*** TRECHO DO TEXTO

João Mendes foi um dos primeiros fotógrafos profissionais de Aglomerado da Serra, uma das maiores favelas do país, localizada na cidade de Belo Horizonte. Em sua carreira, dedicou-se principalmente à produção de retratos em preto e branco, fotos 3×4 e postais. Afonso Pimenta, por sua vez, vivia em São Pedro do Suaçuí, no interior do estado, e mudou-se para a capital mineira em 1963, onde passou a morar com sua madrinha. Ainda na década de 60, na cidade grande, Afonso conheceu o ofício da fotografia e a produção de João, com quem passou a trabalhar como assistente em sua loja, a “Foto Mendes”.

******
*** INFORMAÇÕES FORNECIDAS

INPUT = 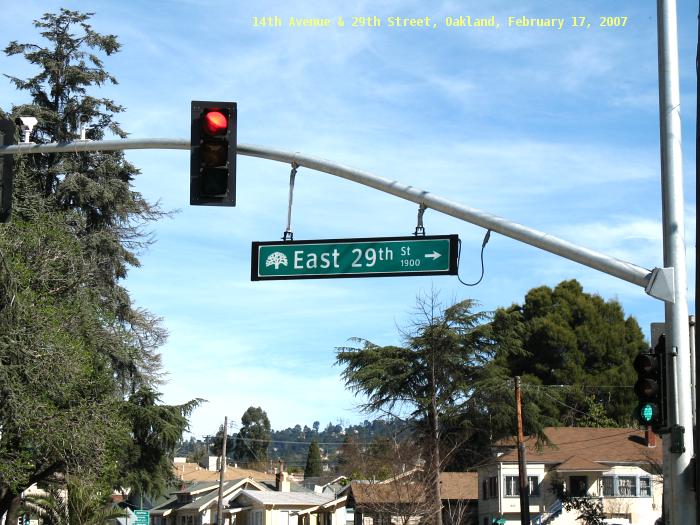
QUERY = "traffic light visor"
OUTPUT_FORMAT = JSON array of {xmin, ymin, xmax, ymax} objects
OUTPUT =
[{"xmin": 204, "ymin": 110, "xmax": 228, "ymax": 135}]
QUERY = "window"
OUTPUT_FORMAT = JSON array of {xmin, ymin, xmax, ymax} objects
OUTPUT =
[
  {"xmin": 505, "ymin": 476, "xmax": 540, "ymax": 496},
  {"xmin": 505, "ymin": 476, "xmax": 520, "ymax": 496},
  {"xmin": 603, "ymin": 476, "xmax": 615, "ymax": 496},
  {"xmin": 527, "ymin": 476, "xmax": 540, "ymax": 496},
  {"xmin": 489, "ymin": 476, "xmax": 498, "ymax": 498},
  {"xmin": 617, "ymin": 476, "xmax": 637, "ymax": 496},
  {"xmin": 569, "ymin": 476, "xmax": 588, "ymax": 497}
]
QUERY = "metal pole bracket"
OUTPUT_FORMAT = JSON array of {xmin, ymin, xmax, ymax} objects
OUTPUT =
[{"xmin": 644, "ymin": 268, "xmax": 676, "ymax": 303}]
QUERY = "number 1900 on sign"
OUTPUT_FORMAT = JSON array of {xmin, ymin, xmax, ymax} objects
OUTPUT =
[{"xmin": 251, "ymin": 235, "xmax": 458, "ymax": 281}]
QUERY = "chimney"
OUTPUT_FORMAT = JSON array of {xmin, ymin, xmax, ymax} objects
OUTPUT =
[
  {"xmin": 275, "ymin": 459, "xmax": 292, "ymax": 492},
  {"xmin": 644, "ymin": 426, "xmax": 656, "ymax": 448}
]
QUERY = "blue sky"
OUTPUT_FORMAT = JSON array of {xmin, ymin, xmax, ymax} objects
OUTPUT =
[{"xmin": 0, "ymin": 0, "xmax": 697, "ymax": 435}]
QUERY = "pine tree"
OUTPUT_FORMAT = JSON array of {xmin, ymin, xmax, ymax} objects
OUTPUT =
[
  {"xmin": 0, "ymin": 9, "xmax": 198, "ymax": 523},
  {"xmin": 304, "ymin": 439, "xmax": 323, "ymax": 478}
]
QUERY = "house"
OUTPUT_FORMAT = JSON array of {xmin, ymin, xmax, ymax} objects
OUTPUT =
[
  {"xmin": 440, "ymin": 472, "xmax": 479, "ymax": 525},
  {"xmin": 224, "ymin": 470, "xmax": 334, "ymax": 525},
  {"xmin": 346, "ymin": 470, "xmax": 479, "ymax": 525},
  {"xmin": 150, "ymin": 478, "xmax": 270, "ymax": 525},
  {"xmin": 478, "ymin": 427, "xmax": 663, "ymax": 525},
  {"xmin": 301, "ymin": 476, "xmax": 348, "ymax": 495},
  {"xmin": 173, "ymin": 456, "xmax": 275, "ymax": 486}
]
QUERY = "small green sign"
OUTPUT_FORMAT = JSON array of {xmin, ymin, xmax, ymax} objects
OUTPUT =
[
  {"xmin": 132, "ymin": 510, "xmax": 150, "ymax": 525},
  {"xmin": 251, "ymin": 235, "xmax": 459, "ymax": 281}
]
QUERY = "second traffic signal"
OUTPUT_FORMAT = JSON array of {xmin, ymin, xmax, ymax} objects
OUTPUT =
[
  {"xmin": 190, "ymin": 100, "xmax": 237, "ymax": 206},
  {"xmin": 634, "ymin": 335, "xmax": 668, "ymax": 433}
]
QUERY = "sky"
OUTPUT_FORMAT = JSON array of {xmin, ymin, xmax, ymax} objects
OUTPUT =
[{"xmin": 0, "ymin": 0, "xmax": 697, "ymax": 436}]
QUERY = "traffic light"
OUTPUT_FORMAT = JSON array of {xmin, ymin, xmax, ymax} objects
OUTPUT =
[
  {"xmin": 0, "ymin": 119, "xmax": 15, "ymax": 222},
  {"xmin": 190, "ymin": 100, "xmax": 236, "ymax": 206},
  {"xmin": 634, "ymin": 335, "xmax": 667, "ymax": 433}
]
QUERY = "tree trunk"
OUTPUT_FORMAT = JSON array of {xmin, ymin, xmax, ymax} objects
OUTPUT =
[
  {"xmin": 428, "ymin": 358, "xmax": 442, "ymax": 525},
  {"xmin": 0, "ymin": 488, "xmax": 22, "ymax": 525}
]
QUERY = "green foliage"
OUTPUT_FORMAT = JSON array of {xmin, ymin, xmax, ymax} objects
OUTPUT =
[
  {"xmin": 209, "ymin": 425, "xmax": 236, "ymax": 458},
  {"xmin": 121, "ymin": 387, "xmax": 201, "ymax": 496},
  {"xmin": 0, "ymin": 9, "xmax": 197, "ymax": 522},
  {"xmin": 234, "ymin": 407, "xmax": 270, "ymax": 467},
  {"xmin": 304, "ymin": 439, "xmax": 323, "ymax": 478},
  {"xmin": 21, "ymin": 477, "xmax": 126, "ymax": 525},
  {"xmin": 336, "ymin": 294, "xmax": 492, "ymax": 525},
  {"xmin": 492, "ymin": 280, "xmax": 645, "ymax": 426}
]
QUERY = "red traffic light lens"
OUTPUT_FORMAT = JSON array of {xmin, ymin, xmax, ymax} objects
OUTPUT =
[{"xmin": 204, "ymin": 110, "xmax": 228, "ymax": 135}]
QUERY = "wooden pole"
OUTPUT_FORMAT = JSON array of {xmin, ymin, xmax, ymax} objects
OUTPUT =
[
  {"xmin": 515, "ymin": 376, "xmax": 530, "ymax": 525},
  {"xmin": 217, "ymin": 416, "xmax": 228, "ymax": 525}
]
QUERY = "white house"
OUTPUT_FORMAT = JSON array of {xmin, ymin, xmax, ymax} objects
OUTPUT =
[{"xmin": 478, "ymin": 427, "xmax": 663, "ymax": 525}]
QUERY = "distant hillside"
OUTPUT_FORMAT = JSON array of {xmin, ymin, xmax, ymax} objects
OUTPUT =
[{"xmin": 175, "ymin": 419, "xmax": 403, "ymax": 472}]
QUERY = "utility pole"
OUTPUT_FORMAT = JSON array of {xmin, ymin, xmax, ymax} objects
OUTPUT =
[
  {"xmin": 515, "ymin": 376, "xmax": 530, "ymax": 525},
  {"xmin": 217, "ymin": 416, "xmax": 228, "ymax": 525}
]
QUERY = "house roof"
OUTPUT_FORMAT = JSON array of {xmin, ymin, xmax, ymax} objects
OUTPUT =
[
  {"xmin": 556, "ymin": 456, "xmax": 608, "ymax": 472},
  {"xmin": 440, "ymin": 472, "xmax": 479, "ymax": 500},
  {"xmin": 173, "ymin": 463, "xmax": 275, "ymax": 483},
  {"xmin": 151, "ymin": 478, "xmax": 265, "ymax": 516},
  {"xmin": 241, "ymin": 490, "xmax": 333, "ymax": 507},
  {"xmin": 496, "ymin": 427, "xmax": 663, "ymax": 466},
  {"xmin": 350, "ymin": 481, "xmax": 425, "ymax": 505}
]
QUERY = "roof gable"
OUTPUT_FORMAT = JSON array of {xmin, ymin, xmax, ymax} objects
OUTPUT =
[{"xmin": 496, "ymin": 427, "xmax": 663, "ymax": 466}]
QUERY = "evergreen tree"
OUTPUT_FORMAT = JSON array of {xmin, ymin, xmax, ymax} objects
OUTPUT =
[
  {"xmin": 304, "ymin": 439, "xmax": 323, "ymax": 478},
  {"xmin": 0, "ymin": 9, "xmax": 197, "ymax": 523},
  {"xmin": 336, "ymin": 294, "xmax": 490, "ymax": 525},
  {"xmin": 492, "ymin": 280, "xmax": 646, "ymax": 426},
  {"xmin": 209, "ymin": 425, "xmax": 235, "ymax": 458},
  {"xmin": 234, "ymin": 407, "xmax": 270, "ymax": 467}
]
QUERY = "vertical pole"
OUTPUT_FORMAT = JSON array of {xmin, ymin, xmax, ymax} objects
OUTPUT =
[
  {"xmin": 217, "ymin": 416, "xmax": 228, "ymax": 525},
  {"xmin": 657, "ymin": 0, "xmax": 697, "ymax": 525},
  {"xmin": 515, "ymin": 376, "xmax": 530, "ymax": 525}
]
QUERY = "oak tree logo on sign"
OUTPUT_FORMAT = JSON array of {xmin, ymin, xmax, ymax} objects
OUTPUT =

******

O QUE FAZER: De acordo com o trecho, em que ano Afonso Pimenta se mudou para a capital mineira? Os registros constituem um material à parte.

RESPOSTA DO EXERCÍCIO: Em 1963.